** start INFORMATION SHOWN **

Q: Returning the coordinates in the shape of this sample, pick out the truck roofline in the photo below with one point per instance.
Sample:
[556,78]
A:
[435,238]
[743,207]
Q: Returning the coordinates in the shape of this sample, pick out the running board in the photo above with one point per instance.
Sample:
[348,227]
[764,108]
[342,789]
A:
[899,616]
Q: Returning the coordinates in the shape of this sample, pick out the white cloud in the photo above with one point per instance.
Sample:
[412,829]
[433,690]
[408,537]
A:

** end INFORMATION SHOWN **

_DESCRIPTION OF THE TASK_
Take the lines from the one containing "out the white" through the last line and give them as a numbered list, skipping any blank lines.

_RESULT OF THE TASK_
1. Q: Returning the coordinates in the shape of this sample, pick out the white cloud in the photo above with one point per instance.
2. Sample:
3. [412,829]
4. [433,690]
5. [408,537]
6. A:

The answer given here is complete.